## start
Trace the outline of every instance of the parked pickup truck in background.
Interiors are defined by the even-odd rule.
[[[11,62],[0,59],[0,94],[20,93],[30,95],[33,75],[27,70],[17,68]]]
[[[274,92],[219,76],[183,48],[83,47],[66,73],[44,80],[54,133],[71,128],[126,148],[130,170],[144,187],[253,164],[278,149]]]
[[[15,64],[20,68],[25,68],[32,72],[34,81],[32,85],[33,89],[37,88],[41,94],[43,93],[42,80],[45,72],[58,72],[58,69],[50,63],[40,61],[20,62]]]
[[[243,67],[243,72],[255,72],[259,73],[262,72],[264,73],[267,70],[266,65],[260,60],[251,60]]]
## end
Directions: Please reproduce all of the rows above verbatim, with no changes.

Right answer:
Trace the outline of every instance of the parked pickup truck in background.
Interiors are defined by the even-odd rule.
[[[11,62],[0,59],[0,94],[20,93],[30,95],[33,75],[27,70],[17,68]]]
[[[274,92],[219,76],[183,48],[83,47],[66,73],[44,80],[54,133],[71,128],[126,148],[130,170],[144,187],[253,164],[278,149]]]
[[[15,64],[20,68],[25,68],[32,72],[34,81],[32,85],[33,89],[37,88],[41,94],[43,93],[42,80],[45,72],[58,72],[58,69],[50,63],[40,61],[20,62]]]
[[[243,67],[243,72],[255,72],[259,73],[262,72],[264,73],[267,70],[266,65],[260,60],[251,60]]]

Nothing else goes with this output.